[Portion of a data file]
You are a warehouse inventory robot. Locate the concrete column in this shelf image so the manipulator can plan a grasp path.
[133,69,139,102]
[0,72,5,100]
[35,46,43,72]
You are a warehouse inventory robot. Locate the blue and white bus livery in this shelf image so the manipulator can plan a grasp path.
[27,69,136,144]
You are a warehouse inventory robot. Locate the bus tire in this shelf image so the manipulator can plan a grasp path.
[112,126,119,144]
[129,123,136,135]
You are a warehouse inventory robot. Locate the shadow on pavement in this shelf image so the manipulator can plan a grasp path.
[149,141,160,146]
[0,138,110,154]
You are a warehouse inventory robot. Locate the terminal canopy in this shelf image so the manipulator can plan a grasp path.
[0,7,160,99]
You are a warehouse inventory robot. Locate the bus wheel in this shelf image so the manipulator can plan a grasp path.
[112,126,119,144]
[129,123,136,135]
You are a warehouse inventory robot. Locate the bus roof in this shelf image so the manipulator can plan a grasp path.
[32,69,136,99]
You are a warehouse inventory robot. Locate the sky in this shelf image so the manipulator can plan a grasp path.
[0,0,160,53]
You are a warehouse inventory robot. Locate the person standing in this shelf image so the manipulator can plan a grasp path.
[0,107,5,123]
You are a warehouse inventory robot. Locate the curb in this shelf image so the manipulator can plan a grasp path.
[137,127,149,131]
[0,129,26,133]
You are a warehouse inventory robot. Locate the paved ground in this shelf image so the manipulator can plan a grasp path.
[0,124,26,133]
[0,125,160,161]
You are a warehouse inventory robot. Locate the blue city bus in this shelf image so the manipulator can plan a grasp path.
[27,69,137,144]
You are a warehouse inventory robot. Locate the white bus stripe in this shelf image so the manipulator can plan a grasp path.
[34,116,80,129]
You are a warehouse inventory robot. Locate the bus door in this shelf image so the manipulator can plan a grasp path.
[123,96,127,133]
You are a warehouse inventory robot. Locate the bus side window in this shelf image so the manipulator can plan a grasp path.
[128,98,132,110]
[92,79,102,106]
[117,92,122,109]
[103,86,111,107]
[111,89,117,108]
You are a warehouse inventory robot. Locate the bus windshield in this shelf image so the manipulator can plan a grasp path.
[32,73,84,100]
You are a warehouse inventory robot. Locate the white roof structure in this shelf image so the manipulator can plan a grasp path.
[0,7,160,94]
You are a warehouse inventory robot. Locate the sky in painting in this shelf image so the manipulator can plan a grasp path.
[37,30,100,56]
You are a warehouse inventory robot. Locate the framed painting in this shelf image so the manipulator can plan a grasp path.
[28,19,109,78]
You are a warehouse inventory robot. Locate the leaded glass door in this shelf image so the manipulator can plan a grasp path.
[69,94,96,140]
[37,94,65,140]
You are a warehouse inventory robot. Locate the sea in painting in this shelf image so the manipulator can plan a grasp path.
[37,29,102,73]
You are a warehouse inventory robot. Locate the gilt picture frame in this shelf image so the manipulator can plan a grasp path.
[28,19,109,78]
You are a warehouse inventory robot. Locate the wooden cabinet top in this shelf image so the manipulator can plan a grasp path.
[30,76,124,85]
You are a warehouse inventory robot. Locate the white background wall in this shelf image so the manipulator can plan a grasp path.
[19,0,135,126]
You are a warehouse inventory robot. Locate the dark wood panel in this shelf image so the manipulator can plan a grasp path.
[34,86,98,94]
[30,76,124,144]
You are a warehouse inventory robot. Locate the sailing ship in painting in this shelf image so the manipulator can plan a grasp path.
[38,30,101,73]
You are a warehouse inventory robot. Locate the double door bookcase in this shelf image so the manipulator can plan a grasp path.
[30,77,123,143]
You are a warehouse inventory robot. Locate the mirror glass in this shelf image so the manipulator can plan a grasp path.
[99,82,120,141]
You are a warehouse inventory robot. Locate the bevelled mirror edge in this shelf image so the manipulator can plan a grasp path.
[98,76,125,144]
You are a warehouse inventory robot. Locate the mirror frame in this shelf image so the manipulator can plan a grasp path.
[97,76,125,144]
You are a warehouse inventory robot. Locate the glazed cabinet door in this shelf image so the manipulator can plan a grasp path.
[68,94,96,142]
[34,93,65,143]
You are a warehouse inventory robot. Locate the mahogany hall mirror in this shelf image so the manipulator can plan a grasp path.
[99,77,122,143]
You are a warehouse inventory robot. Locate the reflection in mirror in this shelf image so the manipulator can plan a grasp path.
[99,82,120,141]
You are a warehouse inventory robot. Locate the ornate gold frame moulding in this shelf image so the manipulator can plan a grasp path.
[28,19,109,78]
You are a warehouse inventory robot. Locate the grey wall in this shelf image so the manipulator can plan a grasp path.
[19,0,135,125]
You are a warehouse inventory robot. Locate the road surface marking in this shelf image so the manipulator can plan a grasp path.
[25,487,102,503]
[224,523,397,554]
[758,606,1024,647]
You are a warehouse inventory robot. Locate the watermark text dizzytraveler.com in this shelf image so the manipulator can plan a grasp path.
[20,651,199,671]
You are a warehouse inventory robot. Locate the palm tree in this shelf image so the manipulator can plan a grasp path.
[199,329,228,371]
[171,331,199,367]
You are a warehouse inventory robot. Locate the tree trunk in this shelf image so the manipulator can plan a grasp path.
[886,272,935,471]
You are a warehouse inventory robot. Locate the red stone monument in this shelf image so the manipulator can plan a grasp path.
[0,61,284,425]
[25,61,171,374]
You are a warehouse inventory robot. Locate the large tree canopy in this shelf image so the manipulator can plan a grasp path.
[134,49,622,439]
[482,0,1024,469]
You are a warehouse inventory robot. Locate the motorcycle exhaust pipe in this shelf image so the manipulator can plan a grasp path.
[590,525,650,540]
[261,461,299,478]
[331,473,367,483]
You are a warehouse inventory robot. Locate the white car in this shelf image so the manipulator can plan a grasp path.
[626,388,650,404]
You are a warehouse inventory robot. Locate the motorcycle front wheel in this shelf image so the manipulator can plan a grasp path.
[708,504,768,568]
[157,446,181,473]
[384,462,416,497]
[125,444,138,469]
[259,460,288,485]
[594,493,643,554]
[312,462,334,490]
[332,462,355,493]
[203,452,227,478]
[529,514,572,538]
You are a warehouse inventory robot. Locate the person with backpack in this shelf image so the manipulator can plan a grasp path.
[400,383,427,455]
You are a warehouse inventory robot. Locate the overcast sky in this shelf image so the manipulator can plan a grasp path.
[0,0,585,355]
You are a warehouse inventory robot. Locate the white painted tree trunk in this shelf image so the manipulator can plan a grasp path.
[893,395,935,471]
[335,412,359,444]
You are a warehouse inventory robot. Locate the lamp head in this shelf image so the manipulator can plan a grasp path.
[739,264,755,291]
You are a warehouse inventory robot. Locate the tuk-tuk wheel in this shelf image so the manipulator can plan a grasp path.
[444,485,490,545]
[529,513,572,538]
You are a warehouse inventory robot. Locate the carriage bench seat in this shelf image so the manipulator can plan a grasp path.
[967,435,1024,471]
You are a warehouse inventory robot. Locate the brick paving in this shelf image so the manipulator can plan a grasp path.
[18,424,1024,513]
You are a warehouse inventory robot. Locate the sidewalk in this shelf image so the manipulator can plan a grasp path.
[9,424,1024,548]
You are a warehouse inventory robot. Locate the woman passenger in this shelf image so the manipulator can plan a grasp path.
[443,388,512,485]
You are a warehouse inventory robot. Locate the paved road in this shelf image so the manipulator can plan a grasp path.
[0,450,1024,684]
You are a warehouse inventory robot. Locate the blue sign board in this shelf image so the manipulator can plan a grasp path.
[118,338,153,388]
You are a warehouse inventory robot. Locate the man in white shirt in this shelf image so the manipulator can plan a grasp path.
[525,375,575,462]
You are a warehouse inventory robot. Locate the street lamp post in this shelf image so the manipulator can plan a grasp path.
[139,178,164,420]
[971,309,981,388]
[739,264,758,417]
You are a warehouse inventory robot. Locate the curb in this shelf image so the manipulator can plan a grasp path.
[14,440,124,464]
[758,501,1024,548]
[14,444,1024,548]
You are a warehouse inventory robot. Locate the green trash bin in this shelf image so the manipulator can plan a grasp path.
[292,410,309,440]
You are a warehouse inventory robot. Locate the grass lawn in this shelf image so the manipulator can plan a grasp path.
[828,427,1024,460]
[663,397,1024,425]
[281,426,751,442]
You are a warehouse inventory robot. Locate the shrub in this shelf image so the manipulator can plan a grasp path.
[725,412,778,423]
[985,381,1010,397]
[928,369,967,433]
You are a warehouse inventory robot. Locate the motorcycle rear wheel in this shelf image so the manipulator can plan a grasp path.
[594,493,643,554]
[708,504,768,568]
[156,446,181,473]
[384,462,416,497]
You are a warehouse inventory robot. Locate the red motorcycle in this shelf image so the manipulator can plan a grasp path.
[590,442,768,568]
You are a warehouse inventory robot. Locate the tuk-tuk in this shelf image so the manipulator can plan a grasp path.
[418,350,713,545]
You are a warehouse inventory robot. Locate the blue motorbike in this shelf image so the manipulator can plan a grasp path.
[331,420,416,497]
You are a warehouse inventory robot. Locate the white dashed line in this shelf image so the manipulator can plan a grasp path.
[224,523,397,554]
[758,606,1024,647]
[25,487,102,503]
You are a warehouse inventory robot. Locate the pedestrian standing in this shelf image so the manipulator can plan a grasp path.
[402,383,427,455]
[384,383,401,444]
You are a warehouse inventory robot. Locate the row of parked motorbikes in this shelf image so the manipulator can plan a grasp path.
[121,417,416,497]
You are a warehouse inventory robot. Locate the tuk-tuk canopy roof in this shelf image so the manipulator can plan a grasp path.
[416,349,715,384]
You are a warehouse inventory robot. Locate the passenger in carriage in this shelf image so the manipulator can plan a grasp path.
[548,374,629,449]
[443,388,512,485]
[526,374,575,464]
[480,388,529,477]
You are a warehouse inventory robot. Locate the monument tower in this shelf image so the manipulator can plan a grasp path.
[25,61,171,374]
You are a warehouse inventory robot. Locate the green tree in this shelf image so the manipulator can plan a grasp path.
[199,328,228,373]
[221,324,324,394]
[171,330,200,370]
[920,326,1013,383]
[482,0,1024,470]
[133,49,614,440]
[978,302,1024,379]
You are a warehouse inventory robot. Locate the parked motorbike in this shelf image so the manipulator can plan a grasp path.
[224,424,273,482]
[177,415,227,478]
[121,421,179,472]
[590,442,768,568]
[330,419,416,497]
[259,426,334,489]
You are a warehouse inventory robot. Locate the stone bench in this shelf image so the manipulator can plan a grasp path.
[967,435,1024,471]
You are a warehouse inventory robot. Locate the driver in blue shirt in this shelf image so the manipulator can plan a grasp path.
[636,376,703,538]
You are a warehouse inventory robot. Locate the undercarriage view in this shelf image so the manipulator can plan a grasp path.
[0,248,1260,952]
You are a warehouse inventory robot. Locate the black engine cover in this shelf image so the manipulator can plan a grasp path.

▶ Exercise task
Can you echo the entries, starting with the line that contains "You are a warehouse inventory robot. Locate the sky in painting" and going on through the line that contains "[30,76,124,144]", with both of those lines included?

▶ Response to the task
You are a warehouse inventory robot. Locate the sky in painting in this shelf image so the manipulator can plan a grasp path.
[37,30,100,56]
You are a warehouse inventory robot. Locate the framed painting in this shelf image so the manipulator can plan a grasp path.
[28,19,109,78]
You are a warehouse inventory robot. Locate the leaded glass door in this shelf image so the manipulator can plan a grasp path.
[69,94,96,140]
[37,94,65,140]
You are a warehouse inventory robot. Locate the sea in painting in this shelf image so the manipulator can plan a grasp path.
[37,29,102,73]
You are a warehouse inventory robot. Locate the gilt picture frame in this shelf image so the manipulator can plan a grasp path.
[28,19,109,78]
You are a warehouse inventory robot. Locate the wooden cabinet top in this shelf image so the manipulator can plan a grasp path.
[30,76,124,85]
You are a warehouse inventory robot. Locate the white background wall in this shelf image so the manipulator can plan a grasp path.
[19,0,135,126]
You are a warehouse inventory robot. Locate the dark wood panel in this shelf image so the manipulator can plan a grasp path.
[34,86,98,94]
[30,76,124,144]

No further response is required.